------ Source data

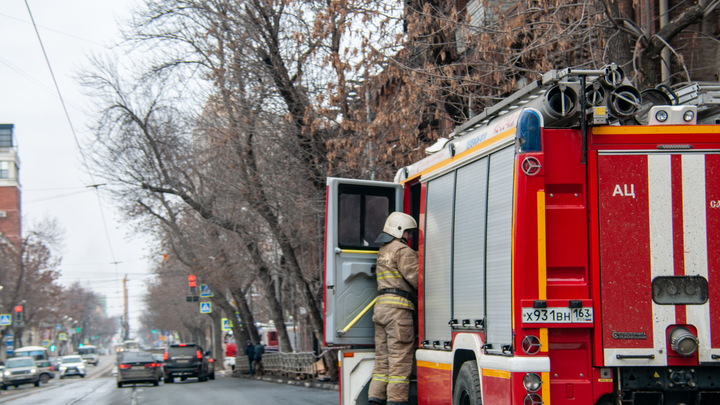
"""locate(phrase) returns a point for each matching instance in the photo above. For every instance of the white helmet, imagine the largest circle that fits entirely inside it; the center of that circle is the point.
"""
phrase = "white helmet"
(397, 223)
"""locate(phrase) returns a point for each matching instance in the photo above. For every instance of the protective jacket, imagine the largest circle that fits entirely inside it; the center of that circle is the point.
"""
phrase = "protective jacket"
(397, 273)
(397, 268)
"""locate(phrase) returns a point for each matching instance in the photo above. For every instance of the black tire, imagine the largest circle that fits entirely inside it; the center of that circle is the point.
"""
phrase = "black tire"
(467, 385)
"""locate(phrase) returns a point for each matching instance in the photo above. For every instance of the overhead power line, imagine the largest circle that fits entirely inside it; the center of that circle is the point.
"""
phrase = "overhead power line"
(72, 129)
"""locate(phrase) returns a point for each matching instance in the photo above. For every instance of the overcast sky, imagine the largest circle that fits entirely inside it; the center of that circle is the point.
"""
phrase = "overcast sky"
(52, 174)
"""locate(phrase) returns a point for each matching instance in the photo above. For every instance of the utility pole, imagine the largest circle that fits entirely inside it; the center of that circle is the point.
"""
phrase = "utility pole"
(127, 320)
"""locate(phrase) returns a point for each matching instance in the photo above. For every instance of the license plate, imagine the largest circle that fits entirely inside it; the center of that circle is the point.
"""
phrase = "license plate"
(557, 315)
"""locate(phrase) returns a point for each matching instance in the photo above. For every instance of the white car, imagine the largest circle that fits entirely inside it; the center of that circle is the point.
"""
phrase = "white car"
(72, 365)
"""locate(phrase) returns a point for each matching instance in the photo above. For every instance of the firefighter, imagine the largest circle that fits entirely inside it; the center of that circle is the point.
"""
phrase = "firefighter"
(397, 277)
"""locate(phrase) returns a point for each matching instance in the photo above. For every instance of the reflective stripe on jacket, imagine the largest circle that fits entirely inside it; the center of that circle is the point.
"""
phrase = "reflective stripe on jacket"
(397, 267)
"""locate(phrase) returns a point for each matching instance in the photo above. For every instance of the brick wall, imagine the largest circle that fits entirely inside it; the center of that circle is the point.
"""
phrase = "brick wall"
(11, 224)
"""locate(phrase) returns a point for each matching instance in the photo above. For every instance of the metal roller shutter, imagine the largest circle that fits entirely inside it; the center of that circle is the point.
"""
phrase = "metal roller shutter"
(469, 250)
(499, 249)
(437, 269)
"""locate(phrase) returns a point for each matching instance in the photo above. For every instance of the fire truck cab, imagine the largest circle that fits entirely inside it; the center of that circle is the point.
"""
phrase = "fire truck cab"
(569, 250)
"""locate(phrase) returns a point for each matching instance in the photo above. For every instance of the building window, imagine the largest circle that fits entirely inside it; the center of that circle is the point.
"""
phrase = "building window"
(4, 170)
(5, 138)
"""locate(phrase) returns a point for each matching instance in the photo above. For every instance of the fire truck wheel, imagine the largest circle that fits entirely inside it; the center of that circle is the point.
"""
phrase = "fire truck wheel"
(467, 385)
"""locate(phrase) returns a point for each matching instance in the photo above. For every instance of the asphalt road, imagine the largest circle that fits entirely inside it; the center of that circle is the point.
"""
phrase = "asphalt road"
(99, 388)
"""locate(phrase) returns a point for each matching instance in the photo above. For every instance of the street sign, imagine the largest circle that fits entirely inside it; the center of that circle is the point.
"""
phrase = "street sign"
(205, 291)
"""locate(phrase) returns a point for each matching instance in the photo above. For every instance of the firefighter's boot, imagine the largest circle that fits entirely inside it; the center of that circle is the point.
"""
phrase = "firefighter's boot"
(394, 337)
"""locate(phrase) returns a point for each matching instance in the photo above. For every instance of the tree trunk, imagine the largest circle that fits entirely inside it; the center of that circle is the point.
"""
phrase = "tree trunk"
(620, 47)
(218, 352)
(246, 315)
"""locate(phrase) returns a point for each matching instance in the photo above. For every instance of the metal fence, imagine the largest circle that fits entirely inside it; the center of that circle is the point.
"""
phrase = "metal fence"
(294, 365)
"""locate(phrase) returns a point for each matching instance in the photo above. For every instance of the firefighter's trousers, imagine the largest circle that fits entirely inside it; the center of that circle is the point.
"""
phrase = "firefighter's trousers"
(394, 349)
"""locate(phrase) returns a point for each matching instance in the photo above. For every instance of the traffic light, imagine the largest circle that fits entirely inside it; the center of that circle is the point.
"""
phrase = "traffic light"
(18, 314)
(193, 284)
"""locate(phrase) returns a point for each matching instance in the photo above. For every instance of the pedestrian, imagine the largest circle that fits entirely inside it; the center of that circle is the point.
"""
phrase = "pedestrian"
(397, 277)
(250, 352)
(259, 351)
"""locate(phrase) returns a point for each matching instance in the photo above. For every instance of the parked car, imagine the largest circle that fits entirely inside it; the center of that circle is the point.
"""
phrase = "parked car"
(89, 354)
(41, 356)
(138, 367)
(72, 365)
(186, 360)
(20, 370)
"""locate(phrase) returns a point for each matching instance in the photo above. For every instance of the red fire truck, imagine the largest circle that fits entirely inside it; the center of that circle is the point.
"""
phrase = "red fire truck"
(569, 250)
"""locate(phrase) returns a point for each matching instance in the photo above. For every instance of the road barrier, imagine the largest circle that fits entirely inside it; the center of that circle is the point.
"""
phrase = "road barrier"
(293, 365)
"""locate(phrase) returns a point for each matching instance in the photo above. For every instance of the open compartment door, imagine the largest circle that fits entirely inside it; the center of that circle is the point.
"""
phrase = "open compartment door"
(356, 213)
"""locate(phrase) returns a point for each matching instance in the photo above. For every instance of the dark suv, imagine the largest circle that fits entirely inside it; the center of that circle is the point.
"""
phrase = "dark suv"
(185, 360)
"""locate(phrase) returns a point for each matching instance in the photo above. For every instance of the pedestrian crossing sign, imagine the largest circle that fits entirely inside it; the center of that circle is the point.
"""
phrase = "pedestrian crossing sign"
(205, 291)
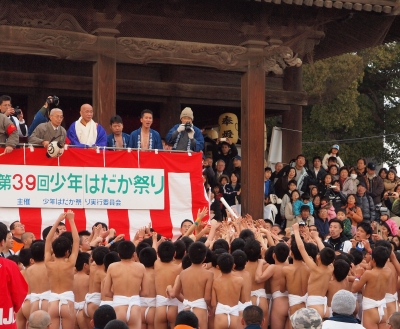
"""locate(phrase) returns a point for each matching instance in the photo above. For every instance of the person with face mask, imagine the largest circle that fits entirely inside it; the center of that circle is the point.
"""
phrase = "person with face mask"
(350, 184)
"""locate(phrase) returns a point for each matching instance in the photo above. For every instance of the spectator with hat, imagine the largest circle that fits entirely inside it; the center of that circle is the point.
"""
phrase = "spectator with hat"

------------

__Exercise requirements__. From the entries above, extract each line containing "spectator".

__The completed task__.
"""locate(phrase) returns a point for each matching instance in the photo above. For every instance of the spectator with hat, imagine the largest circle that fits entirely inside it; the center of that circle is the point.
phrase = "spectator with hat"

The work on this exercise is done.